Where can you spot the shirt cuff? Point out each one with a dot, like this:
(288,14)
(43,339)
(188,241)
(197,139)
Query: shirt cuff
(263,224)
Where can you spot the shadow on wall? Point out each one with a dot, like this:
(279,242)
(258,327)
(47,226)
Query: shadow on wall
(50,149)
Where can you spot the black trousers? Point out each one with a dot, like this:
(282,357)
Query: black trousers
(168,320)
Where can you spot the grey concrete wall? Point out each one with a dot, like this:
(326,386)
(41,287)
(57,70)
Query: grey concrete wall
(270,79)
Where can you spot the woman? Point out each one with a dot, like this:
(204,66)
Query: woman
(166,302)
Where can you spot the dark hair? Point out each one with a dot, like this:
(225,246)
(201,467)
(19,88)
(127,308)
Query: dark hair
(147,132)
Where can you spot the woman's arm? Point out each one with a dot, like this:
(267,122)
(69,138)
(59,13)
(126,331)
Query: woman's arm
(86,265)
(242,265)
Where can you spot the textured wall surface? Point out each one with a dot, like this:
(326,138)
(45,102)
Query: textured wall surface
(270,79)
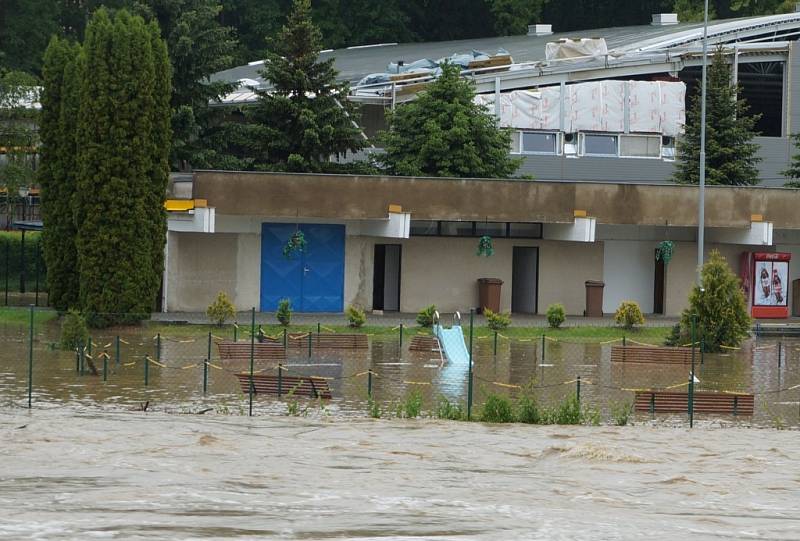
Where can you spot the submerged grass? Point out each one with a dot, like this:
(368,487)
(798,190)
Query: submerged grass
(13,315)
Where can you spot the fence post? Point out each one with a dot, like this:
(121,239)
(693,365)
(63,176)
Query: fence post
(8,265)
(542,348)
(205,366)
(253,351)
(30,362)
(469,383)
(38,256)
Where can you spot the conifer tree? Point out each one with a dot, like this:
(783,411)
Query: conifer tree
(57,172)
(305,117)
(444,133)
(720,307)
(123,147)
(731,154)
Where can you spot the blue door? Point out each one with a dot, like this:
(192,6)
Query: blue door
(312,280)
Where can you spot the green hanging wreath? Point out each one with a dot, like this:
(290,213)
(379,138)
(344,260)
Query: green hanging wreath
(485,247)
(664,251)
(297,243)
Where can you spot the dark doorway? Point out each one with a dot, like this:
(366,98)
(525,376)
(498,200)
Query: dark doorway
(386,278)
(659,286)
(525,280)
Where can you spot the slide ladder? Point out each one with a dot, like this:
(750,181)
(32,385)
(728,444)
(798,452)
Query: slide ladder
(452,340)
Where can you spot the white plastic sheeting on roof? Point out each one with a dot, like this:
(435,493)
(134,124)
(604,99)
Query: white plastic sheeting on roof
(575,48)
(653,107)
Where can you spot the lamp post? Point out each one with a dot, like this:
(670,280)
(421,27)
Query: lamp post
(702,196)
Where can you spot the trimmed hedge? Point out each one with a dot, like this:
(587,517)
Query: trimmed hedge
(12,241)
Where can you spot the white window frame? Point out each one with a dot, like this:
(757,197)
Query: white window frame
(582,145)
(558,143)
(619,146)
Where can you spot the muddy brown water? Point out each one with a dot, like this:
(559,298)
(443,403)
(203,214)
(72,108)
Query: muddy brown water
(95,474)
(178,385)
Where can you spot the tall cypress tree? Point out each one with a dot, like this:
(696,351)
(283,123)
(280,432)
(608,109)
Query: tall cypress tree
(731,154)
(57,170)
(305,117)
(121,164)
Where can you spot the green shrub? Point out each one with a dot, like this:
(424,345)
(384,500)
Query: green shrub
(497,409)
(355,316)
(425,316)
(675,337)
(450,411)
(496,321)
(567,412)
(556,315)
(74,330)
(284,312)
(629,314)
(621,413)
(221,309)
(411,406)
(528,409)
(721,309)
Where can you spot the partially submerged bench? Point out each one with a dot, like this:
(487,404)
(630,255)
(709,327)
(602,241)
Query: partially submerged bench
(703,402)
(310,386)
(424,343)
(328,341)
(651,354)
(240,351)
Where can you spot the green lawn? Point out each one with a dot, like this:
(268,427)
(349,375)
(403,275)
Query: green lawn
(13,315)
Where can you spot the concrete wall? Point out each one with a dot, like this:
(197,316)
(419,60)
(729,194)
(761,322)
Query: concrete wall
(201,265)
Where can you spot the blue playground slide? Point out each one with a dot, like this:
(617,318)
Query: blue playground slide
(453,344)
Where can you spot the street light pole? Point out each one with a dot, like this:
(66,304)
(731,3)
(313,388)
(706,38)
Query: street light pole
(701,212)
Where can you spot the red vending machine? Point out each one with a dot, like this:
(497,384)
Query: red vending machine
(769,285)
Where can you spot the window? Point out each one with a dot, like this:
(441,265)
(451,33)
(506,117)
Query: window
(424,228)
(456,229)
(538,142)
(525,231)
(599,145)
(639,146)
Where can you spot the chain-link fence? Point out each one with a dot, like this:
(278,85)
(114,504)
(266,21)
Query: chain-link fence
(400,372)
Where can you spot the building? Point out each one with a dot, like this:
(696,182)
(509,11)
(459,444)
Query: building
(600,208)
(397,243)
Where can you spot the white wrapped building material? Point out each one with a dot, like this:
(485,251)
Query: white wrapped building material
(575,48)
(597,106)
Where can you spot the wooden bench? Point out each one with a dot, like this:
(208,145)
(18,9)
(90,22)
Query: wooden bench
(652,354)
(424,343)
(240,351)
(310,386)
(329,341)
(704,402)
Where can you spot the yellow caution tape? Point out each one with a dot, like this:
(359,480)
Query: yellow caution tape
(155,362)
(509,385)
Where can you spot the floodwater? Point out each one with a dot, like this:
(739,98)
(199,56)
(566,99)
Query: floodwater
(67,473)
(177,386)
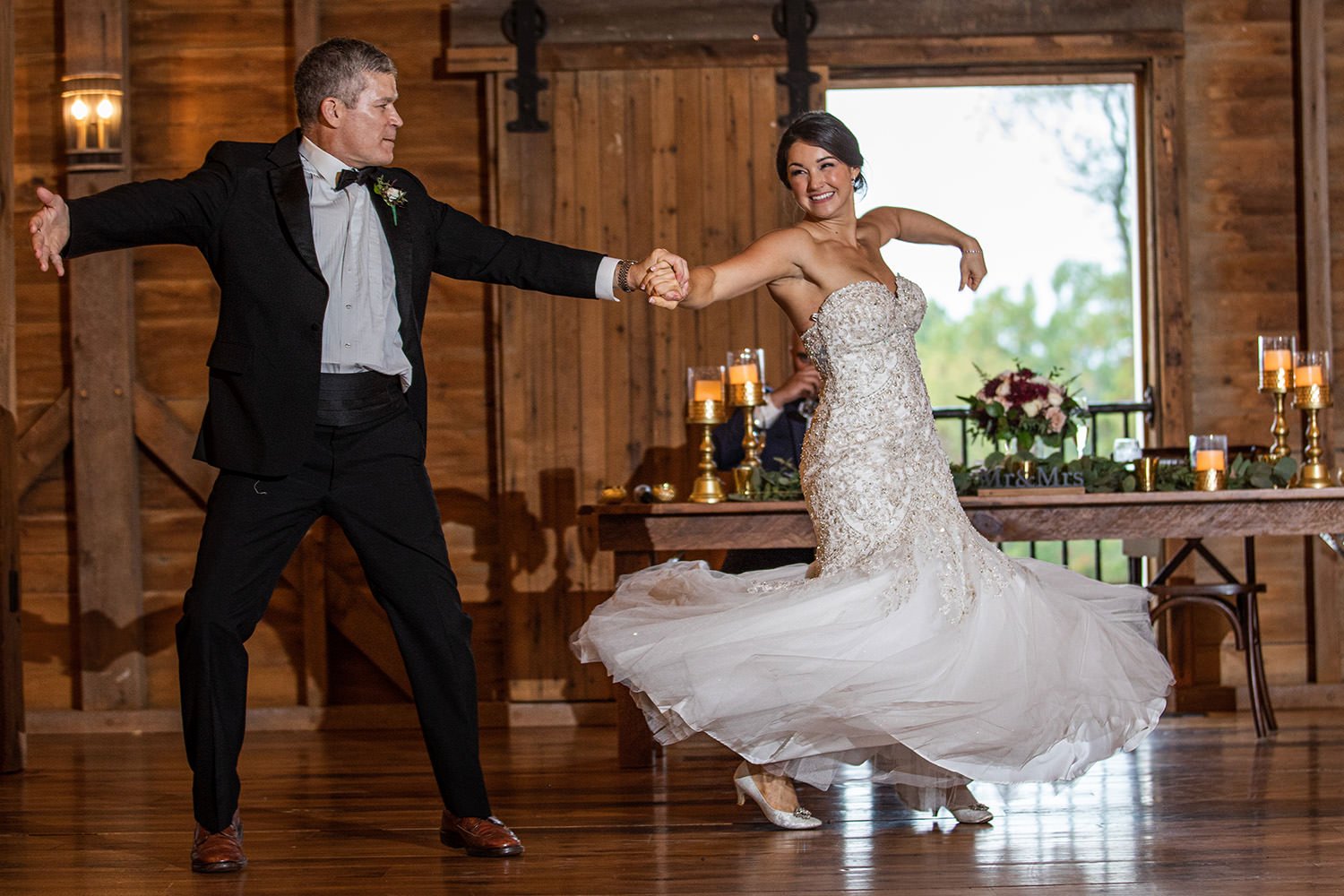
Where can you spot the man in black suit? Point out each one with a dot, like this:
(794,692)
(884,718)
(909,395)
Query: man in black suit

▶ _Goal_
Write out all the records again, replacing "Where can you spot" with "Where do you see" and changing nothing else. Omit the pictures.

▶ _Solution to this exercise_
Where do you see the shirt cuff? Point out each one with a dot, like this:
(288,14)
(43,339)
(188,241)
(197,139)
Query: shirt cuff
(263,224)
Where do you see the shadow on wall? Point out each one with a dot, like this:
(279,242)
(258,327)
(47,226)
Query: shadow on wall
(50,149)
Where do you see the black trousers? Point out each one with a dot, like this:
(282,357)
Query: black trousers
(168,320)
Where do you see the grey concrete wall? Point out each one with a dot, like this:
(326,386)
(41,287)
(57,70)
Query: grey concrete wall
(270,79)
Where do you see the woman? Point out each one with a dot, like this:
(204,66)
Query: woman
(166,302)
Where do you see the dark hair? Point out each one with a dot, like this:
(225,246)
(201,467)
(19,88)
(127,308)
Query: dark hair
(147,132)
Where do you see the woman's arm? Point out each one with a dot, like this:
(267,122)
(69,138)
(59,13)
(126,331)
Query: woman's arm
(86,265)
(242,265)
Where do you see the textured wall surface? Point out each one with a dot, like this:
(326,138)
(45,102)
Query: textured wall surface
(270,79)
Where do you see the submerged grass? Point out each one with a dot, like this:
(368,487)
(798,190)
Query: submerged grass
(13,315)
Where do you see the fence post? Point out each one with a dot, like this:
(121,239)
(693,365)
(63,176)
Query: fence post
(8,265)
(542,348)
(205,366)
(253,351)
(30,362)
(469,383)
(38,256)
Where do you see the conifer tree? Point out each one with a dot, like this:
(783,411)
Query: conifer tree
(57,172)
(305,117)
(444,133)
(720,307)
(123,147)
(731,154)
Where do you see the blue door? Point out each one with a dot, like this:
(192,6)
Query: blue door
(312,280)
Where do you see the green hanging wreath? Point out each one with a dot, like this:
(290,213)
(379,138)
(344,260)
Query: green hanging wreath
(485,247)
(664,251)
(297,243)
Where do you see the dark doorway? Point out each one with a dot, like this:
(366,98)
(525,376)
(498,200)
Query: dark doorway
(386,278)
(659,286)
(525,280)
Where do you see the slide ladder? Point out each one with a dot, like this:
(750,181)
(32,385)
(728,444)
(798,452)
Query: slide ladder
(452,340)
Where do you see the white plastic sheeting on roof? Point out each one with a dot, like this:
(435,493)
(134,124)
(604,99)
Query: white plastic sheeting on roof
(575,48)
(653,107)
Where do you see the lamp post? Point out each one with a dot, like this:
(670,280)
(421,27)
Query: lamp post
(702,196)
Where do you see the trimmed hedge? Point out each one with a dot, like this:
(587,517)
Query: trimmed hedge
(12,241)
Where do you see the white window frame? Point out each one with a dot, like this:
(757,197)
Query: white window frame
(582,145)
(558,143)
(619,146)
Where do you see the muddy brown water? Point out each one with a dot, like this:
(559,298)
(443,403)
(203,214)
(72,108)
Query: muddy brown water
(95,474)
(178,385)
Where do you see the tall cypress tree? Point out each one with a dot, like this:
(696,351)
(283,123)
(280,432)
(608,109)
Query: tall cypress tree
(731,154)
(57,170)
(305,117)
(121,164)
Where do you see the green shrub? Point out each one with a dot, like this:
(424,345)
(384,500)
Query: green shrub
(497,409)
(355,316)
(425,316)
(675,337)
(450,411)
(496,321)
(567,412)
(556,315)
(74,330)
(284,312)
(629,314)
(621,413)
(221,309)
(411,406)
(528,409)
(721,309)
Where do you see the partially submerged bench? Point out each one with a dot, like this:
(487,404)
(630,255)
(709,327)
(602,241)
Query: partially submerged bench
(703,402)
(310,386)
(424,343)
(328,341)
(651,354)
(240,351)
Where do you see the green lawn? Point out each one with a dot, like this:
(268,427)
(349,375)
(403,275)
Query: green lawn
(13,315)
Where do you see the concrete wall? Point out each one with a dot, like this:
(197,316)
(419,60)
(729,194)
(761,322)
Query: concrete wall
(201,265)
Where do you see the blue playground slide? Point out each one with a dot, like this:
(617,318)
Query: blue playground slide
(453,344)
Where do you see the street light pole? Point out each one with a dot, like this:
(66,304)
(731,3)
(313,388)
(706,38)
Query: street light pole
(701,212)
Where do you see the red vending machine? Point out each one with a dot, like this:
(497,384)
Query: red vending machine
(769,285)
Where do you see the window? Point out each one with a dot, like this:
(441,265)
(451,33)
(506,117)
Query: window
(424,228)
(456,229)
(538,142)
(525,231)
(599,145)
(639,146)
Where do you see the chain-link fence? Point out each one with a dot, like this:
(278,85)
(114,504)
(266,21)
Query: chain-link fence
(400,372)
Where do you see the building? Point out each one with a dot, like this:
(696,182)
(509,11)
(459,444)
Query: building
(600,208)
(397,243)
Where do you see the white wrapped building material? Point out each one with a dot, like this:
(485,251)
Query: white wrapped building material
(575,48)
(597,106)
Where do you see the wooden bench? Point out each one with a dot, like this:
(208,145)
(18,9)
(90,22)
Query: wooden bench
(652,354)
(424,343)
(240,351)
(310,386)
(329,341)
(704,402)
Where do you see the yellow caution tape? Point out each one with a dot, like this:
(359,480)
Query: yellow caution tape
(155,362)
(509,385)
Where do you see the floodwater? Point out each one with a dot, like this:
(739,98)
(199,56)
(566,99)
Query: floodwater
(67,473)
(177,386)
Where do you see the man in black suit? Point out each one with a dot, like this:
(794,692)
(884,718)
(909,395)
Query: man in black suit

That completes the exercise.